── Dataset excerpts ──

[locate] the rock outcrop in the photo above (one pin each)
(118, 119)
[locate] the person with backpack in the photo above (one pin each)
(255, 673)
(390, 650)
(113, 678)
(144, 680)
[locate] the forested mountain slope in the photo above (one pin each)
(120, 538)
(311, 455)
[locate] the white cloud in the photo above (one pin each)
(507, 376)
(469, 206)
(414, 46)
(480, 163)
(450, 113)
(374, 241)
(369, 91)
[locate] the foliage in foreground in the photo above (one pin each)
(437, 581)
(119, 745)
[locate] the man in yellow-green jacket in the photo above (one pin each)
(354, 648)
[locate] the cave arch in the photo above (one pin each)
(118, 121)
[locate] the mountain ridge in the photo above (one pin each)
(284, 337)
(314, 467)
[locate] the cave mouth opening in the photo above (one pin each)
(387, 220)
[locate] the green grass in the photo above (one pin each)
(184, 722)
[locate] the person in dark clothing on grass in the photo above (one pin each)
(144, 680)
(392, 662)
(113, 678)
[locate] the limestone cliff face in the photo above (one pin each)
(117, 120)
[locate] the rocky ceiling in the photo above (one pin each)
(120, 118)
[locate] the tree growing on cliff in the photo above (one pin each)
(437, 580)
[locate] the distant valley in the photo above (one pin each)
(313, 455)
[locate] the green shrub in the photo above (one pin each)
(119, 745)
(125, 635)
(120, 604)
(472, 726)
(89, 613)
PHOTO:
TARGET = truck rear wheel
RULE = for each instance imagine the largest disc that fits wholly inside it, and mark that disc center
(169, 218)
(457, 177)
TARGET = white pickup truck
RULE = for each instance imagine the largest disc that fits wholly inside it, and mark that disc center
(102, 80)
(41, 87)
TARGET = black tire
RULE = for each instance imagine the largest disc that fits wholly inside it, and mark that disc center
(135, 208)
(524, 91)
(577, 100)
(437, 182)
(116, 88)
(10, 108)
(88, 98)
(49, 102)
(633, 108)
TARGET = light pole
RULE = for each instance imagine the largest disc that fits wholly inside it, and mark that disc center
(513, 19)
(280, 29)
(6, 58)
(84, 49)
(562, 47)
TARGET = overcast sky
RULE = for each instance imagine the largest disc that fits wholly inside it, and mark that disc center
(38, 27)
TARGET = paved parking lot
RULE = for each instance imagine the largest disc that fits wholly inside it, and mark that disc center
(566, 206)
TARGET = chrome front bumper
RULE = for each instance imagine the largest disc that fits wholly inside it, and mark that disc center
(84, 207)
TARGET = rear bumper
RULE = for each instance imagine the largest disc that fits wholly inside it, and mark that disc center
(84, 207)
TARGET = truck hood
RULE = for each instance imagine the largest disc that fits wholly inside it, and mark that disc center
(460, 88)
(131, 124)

───

Written request
Copy all of the data exactly.

Result for this task
[locate] the rock outcrop in the photo above (one pin each)
(118, 119)
[locate] the person with backpack in the photo above (one pin each)
(255, 673)
(390, 650)
(113, 678)
(144, 680)
[locate] the forested mountain slope in the photo above (one pin each)
(120, 538)
(311, 455)
[locate] the white cloud in the photo above (one pin each)
(507, 376)
(469, 206)
(414, 46)
(480, 163)
(450, 113)
(374, 241)
(369, 91)
[locate] the foliage in foreground in the photo above (one pin each)
(437, 581)
(119, 745)
[locate] the man in yellow-green jacket in the photo above (one pin each)
(354, 648)
[locate] the cave arch in the photo above (one pin each)
(118, 121)
[locate] the mountain ridge in the photo above (one pin each)
(284, 337)
(314, 467)
[locate] the cave mouth opening in the photo above (one pin each)
(387, 220)
[locate] the green grass in the photo above (one pin each)
(184, 722)
[locate] the person in dark clothing on grass in the photo above (one pin each)
(144, 680)
(392, 662)
(113, 678)
[locate] the limestone cliff face in the photo above (one pin each)
(117, 120)
[locate] the rocky ceiling in the photo above (one pin each)
(120, 118)
[locate] the tree growing on cliff in the photo above (one pin each)
(437, 580)
[locate] the distant valley in the photo above (one pin each)
(313, 455)
[locate] the green shrub in the photo above (one pin each)
(119, 745)
(125, 635)
(120, 604)
(472, 726)
(89, 613)
PHOTO:
TARGET = truck rear wheel
RULE = for each instance imagine the largest disc that fits wholly inside it, and mark that disc center
(169, 218)
(457, 177)
TARGET = white pickup truck
RULE = for each instance imagine the largest disc that fits wholly inside it, and mark that disc center
(102, 80)
(41, 87)
TARGET = black tire
RULE = for each instance imagine the largest disc that fits wholly inside it, and mark that disc center
(135, 208)
(524, 91)
(577, 100)
(437, 182)
(116, 88)
(10, 108)
(88, 98)
(49, 102)
(633, 108)
TARGET = light pole
RULE = for each instance imagine the largest disc that fits wholly inside it, and mark that disc center
(513, 19)
(280, 29)
(6, 58)
(84, 49)
(562, 47)
TARGET = overcast sky
RULE = for each instance imagine the largest disc that fits wholly inside it, and mark that disc center
(38, 27)
TARGET = paved parking lot
RULE = for each instance imagine the largest disc that fits wholly inside it, and mark that disc center
(566, 206)
TARGET = chrome front bumper
RULE = for each instance imagine the largest disc that fits wholly inside it, and mark that disc center
(84, 207)
TARGET = rear bumper
RULE = for each instance imagine the largest disc that fits wholly inside it, and mark that disc center
(84, 207)
TARGET = truck hood
RULE = for each instance imagine the largest disc that fits wholly inside it, and mark that disc center
(460, 88)
(131, 124)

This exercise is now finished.